- [DATASET CONTENT]:
Start of Block

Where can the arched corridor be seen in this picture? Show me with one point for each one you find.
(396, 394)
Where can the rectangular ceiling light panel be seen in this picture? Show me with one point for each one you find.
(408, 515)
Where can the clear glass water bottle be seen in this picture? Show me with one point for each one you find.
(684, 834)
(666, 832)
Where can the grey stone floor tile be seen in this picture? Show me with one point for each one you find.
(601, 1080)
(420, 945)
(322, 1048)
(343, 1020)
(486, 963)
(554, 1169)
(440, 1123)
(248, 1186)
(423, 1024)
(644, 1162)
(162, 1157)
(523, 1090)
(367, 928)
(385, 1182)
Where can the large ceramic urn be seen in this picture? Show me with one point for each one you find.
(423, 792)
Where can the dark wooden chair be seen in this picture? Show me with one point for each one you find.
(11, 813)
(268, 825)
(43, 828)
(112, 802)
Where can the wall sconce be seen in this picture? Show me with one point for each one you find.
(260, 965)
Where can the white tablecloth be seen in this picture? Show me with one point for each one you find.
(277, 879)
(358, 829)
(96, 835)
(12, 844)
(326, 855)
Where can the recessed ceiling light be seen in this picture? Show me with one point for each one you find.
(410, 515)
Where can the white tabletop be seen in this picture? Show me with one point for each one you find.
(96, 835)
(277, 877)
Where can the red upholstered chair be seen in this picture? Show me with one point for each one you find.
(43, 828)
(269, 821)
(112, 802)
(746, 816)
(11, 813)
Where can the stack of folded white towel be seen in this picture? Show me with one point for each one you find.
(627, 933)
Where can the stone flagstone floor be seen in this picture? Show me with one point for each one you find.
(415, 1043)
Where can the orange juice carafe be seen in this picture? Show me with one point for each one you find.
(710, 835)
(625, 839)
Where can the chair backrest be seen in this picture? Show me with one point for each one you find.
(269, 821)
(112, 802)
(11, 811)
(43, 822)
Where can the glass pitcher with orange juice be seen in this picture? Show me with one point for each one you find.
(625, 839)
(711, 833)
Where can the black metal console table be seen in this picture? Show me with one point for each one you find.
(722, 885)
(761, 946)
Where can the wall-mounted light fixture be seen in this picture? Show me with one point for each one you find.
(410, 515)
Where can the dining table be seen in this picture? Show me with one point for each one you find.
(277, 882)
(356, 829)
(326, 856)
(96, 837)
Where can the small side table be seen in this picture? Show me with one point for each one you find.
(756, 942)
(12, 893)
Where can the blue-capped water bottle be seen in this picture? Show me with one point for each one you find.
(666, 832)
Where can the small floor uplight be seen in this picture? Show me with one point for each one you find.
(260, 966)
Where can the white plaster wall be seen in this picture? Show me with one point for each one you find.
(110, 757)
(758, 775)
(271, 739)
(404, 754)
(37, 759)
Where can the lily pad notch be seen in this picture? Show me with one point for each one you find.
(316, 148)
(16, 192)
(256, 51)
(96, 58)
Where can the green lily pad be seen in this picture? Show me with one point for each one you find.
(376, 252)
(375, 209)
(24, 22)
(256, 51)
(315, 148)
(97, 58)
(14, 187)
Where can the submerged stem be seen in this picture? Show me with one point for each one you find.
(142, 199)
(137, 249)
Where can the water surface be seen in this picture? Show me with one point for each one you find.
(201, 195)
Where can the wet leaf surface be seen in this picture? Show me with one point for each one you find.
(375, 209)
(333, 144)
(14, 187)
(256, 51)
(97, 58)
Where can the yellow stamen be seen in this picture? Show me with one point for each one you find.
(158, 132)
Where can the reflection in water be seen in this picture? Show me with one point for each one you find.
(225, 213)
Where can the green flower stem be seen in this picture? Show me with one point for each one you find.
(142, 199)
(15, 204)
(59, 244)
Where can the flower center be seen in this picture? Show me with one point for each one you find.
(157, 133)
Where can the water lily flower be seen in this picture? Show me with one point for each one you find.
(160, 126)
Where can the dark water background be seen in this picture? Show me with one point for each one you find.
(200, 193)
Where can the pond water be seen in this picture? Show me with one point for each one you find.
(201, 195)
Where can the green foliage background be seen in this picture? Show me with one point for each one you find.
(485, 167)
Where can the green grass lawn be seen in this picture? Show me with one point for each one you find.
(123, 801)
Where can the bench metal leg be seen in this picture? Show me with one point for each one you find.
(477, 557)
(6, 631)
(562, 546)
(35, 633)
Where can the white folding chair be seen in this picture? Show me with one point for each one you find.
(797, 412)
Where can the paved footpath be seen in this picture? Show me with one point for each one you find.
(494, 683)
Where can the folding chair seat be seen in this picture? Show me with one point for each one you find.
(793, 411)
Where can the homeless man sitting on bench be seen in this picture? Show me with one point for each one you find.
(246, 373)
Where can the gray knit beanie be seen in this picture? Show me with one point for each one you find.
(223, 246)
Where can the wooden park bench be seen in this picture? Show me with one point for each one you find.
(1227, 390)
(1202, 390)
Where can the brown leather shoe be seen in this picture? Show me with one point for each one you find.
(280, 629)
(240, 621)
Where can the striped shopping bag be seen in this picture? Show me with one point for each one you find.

End of Block

- [ACTIVITY]: Keeping every line exactly as it is, copy all the records.

- [TASK RESPONSE]:
Where can the arched corridor be seen in this picture? Show me with one point for each one you find.
(396, 394)
Where can the rectangular ceiling light panel be seen in this picture? Show me with one point for each one you find.
(408, 515)
Where can the clear glass water bottle be seen in this picture? Show me with one point for each one you find.
(684, 834)
(666, 832)
Where can the grey stone floor tile be seen in this picture? Show me with one point for each one you find.
(601, 1080)
(420, 945)
(322, 1048)
(343, 1020)
(486, 963)
(554, 1169)
(440, 1123)
(248, 1186)
(423, 1024)
(644, 1162)
(162, 1157)
(523, 1090)
(367, 928)
(385, 1182)
Where can the large ceramic urn be seen in this picture? Show me with one point for each one you find.
(423, 792)
Where can the dark wooden chair be seen in this picture? Show me with one point for each one you find.
(11, 813)
(268, 825)
(43, 828)
(112, 802)
Where can the wall sconce be seen in this picture? Show me with one point for each one you find.
(260, 965)
Where can the white tablecloth be seen in this picture? Show me with one point for each one you find.
(277, 879)
(358, 829)
(96, 835)
(12, 844)
(326, 855)
Where can the recessed ceiling light be seen in this picture? Show me with one point for each one you find.
(410, 515)
Where can the white tabletop be seen in this picture? Show me with one point for each one you find.
(96, 835)
(277, 877)
Where can the red upholstered chair be seen in this picture? Show me with one point for each one you find.
(43, 828)
(269, 821)
(112, 802)
(746, 816)
(11, 813)
Where can the stack of folded white towel be seen in this picture? Show me with one point for each one you find.
(627, 933)
Where can the stone flagstone floor be seen in this picture? Show me with one point for each one you find.
(415, 1043)
Where can the orange juice carafe be seen in this picture? Show me with one point for each one you find.
(710, 835)
(625, 839)
Where can the chair backrest be seen in this picture? Show me with one point for each one you find.
(269, 821)
(112, 802)
(11, 811)
(43, 822)
Where can the glass pitcher with orange juice be seen in this picture? Show me with one point for each one you find.
(625, 839)
(711, 833)
Where can the black metal console table be seen in this picture? Show me with one point for each one you find.
(722, 885)
(761, 946)
Where can the wall-mounted light fixture be seen in this picture? Show me with one point for each one you find.
(410, 515)
Where can the dining table be seen in this picture? Show me with one point for each one you find.
(277, 882)
(356, 829)
(326, 856)
(96, 837)
Where can the small side table be seen in this picture? Show me with one point for each one you find.
(756, 942)
(12, 893)
Where can the blue-capped water bottle be seen in this picture? Show me with one point for each one you find.
(666, 832)
Where can the small floor uplight be seen in this picture? Show me with one point for each one you find.
(260, 966)
Where can the white plaster wall be seen in this picture? Show me with one point for each one you find.
(110, 757)
(758, 775)
(271, 739)
(404, 754)
(37, 759)
Where can the lily pad notch be seen in this picture? Show me with one point for each one you find.
(316, 148)
(16, 192)
(256, 51)
(96, 58)
Where can the green lily pad be seen in this picture? Show me with one point for each one you find.
(376, 252)
(375, 209)
(24, 22)
(256, 51)
(315, 148)
(97, 58)
(14, 187)
Where can the submerged stem be seen in this picture? Show me with one point for each one you find.
(142, 199)
(137, 249)
Where can the water surface be seen in this picture? Show me with one point for each one you find.
(201, 195)
Where can the wet leaf surface be seen in this picture? Show me with one point for each one you find.
(375, 209)
(333, 144)
(14, 187)
(256, 51)
(97, 58)
Where can the yellow stamen be seen in this picture? Show me with one point for each one you find.
(158, 132)
Where can the reflection in water be seen in this picture? Show me with one point for each one you find.
(225, 213)
Where can the green flower stem be seen in this picture? Show me with one point for each one you find.
(142, 199)
(15, 204)
(59, 244)
Where can the flower center be seen in this picture? Show me with one point for each one you find.
(157, 133)
Where can the water lily flower be seen in this picture? Show me with one point for each one you find.
(160, 126)
Where can the dark water background be seen in this picture? Show me with one point for each one you find.
(200, 193)
Where can the pond water be seen in this picture? Show me with one point for each one you find.
(201, 195)
Where can the green foliage background be seen in this picture? Show me with one point for each one you find.
(485, 167)
Where can the green grass lawn be seen in this picture? Show me with one point for each one you find.
(123, 801)
Where can the bench metal leg be seen in this picture? Show me with one point for each one you find.
(477, 557)
(6, 631)
(562, 546)
(35, 633)
Where can the white folding chair be seen in this picture? Show me with one point for each one you find.
(797, 412)
Where can the paved footpath be seen in this picture? Show me with one point for each one you find.
(494, 683)
Where can the folding chair seat be seen in this picture? Show me with one point for each one you find.
(793, 411)
Where can the homeless man sitting on bench be seen in this picture? Show me with one point for each one you find.
(246, 373)
Where can the gray knit beanie be seen in this picture? Show me with one point for each one you find.
(223, 246)
Where can the wooden park bench be seen in this picture? Show me with one point for each one you find.
(1227, 390)
(1202, 390)
Where can the brown leather shoe be seen in this picture? Show me with one point for each one you find.
(280, 629)
(240, 621)
Where can the striped shopping bag be seen in this picture? Show me with one point for each one you find.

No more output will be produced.